SUPPLIED PASSAGE
* START *
To meet this current challenge and to plan for future needs for both agriculture and domestic water supply, it is necessary to formulate now a water policy, accompanied by specific strategies which can be put in place, in a clearly defined plan, over time. In the first instance, however, it is necessary to define clearly the existing issues and problems. Table 1 presents the basic problems in summary form.
Table 1 Problem matrix for the water sector in Cyprus
|
PROBLEM TYPE |
EVIDENCE |
SOURCE |
RELATIVE IMPORTANCE |
|
Supply-demand imbalance |
Currently used water resources are 215×06m3/yr. Expected to increase to 287×06m3/yr by 2020. |
Growth in population. Improving living standards. Increasing tourism. Increasing demands for irrigation (horizontal expansion). |
Highly critical |
|
Inadequate water quality |
Groundwater pollution with nitrates in intensively farmed areas. Increasing pesticide pollution in dam water. Increasing salinity in coastal aquifers. |
Continued high fertilizer and pesticide use in specific areas. Overpumping from coastal aquifers. |
Potentially critical |
|
Cost of future provision |
Unit cost of water from new projects (e.g., desalination, new dams, tertiary sewage treatment, etc.) is considerably higher than previous, conventional water development projects. |
All “cheap” conventional water resources have been developed. Projects under study will provide water at a cost of $US 0.57/m3 from dams; >$US 0.45/m3 from tertiary treated sewage; and $US 1.0/m3 from desalination. |
Critical |
|
Growing conflict among users |
Competition between regions and between different users for limited supplies of water. |
Growing imbalance between supply and demand. Growing resistance from water-rich regions to the export of water to water-poor areas, particularly for agriculture. |
Potentially critical |
|
Inefficient use |
Concerns mainly the domestic supply distribution system in urban areas, which is in need of rehabilitation and renewal to minimize losses |
Total losses due to unaccounted-for water in the urban distribution system averages 23% - much too high for a water-scarce country. |
Highly critical |
Noting the problems, issues and constraints identified in the foregoing analysis, the basic objectives of the Water Policy of Cyprus should be:
· To secure a balance between supply and demand which will be sustainable over time and at the least possible cost.
· To keep in check increasing demands for water by appropriate pricing mechanisms, and through appropriate information to the end users.
· To apply irrigation water more in line with actual plant requirements and not necessarily on a regular, calendar basis.
· To modify, to the extent possible, cropping patterns in favour of crops with lower water requirements, or promote annual winter grown crops which require considerably less irrigation water for growth and production.
· To reduce losses of domestic water from urban water supply distribution systems and to increase the efficiency of domestic water use.
· To emphasize high-value crops.
To achieve the objectives outlined in Section 4, it would be necessary to develop an appropriate strategy, based on an evaluation of the potential options that might be available, using criteria that include effectiveness, efficiency, equity, public health, environmental impact, political and public acceptability, sustainability, administrative feasibility, international effects and others. These criteria are discussed in FAO, 1994.
* END *
MATERIAL
* START *
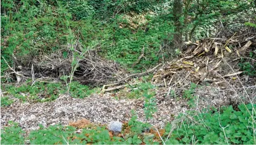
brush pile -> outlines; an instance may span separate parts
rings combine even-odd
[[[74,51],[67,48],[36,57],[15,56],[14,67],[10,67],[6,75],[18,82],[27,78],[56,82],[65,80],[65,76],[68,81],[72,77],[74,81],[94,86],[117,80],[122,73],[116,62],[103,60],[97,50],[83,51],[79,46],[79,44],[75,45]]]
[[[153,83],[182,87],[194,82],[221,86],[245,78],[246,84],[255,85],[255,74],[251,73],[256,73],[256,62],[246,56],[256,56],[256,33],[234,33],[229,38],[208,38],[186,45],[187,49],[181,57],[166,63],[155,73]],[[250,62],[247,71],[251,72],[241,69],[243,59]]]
* END *
WHAT THE TASK ASKS
Can you continue the passage on water policy in Cyprus from its final sentence? The listing isn't needed for any of this.

RESPONSE TO THIS EXERCISE
Currently, domestic water users are paying full water costs, i.e., capital as well as O&M, although this pricing policy has not yet been adjusted to include the cost of desalination of sea water, amounting to 7×106m3/yr, provided initially in early 1997. According to existing legislation, water fees for irrigation are currently limited to 65% of the weighted cost of water. The current fees amount to 34% of the average unit cost, or $US 0.12/m3, out of a total average cost of $US 0.37/m3. Indicatively, current tariffs for water to growers result in water costing about $US 1 100/ha for citrus; $US 360/ha for spring potatoes and $US 400 to 800/ha for vegetables. These costs represent a substantial part of the total production costs, which not only precludes the production, and hence irrigation, of low-value crops, but in fact encourages farmers to optimize water use; hence the very wide application of drip irrigation. Increasing the water tariffs much beyond the current level would make the cultivation of most of the crops unsustainable. A marginal increase, say to 38%, could probably be absorbed through the further optimization of water use per unit area. For comparison, these charges are overall higher than charges currently levied in other countries with similar agroclimatic conditions.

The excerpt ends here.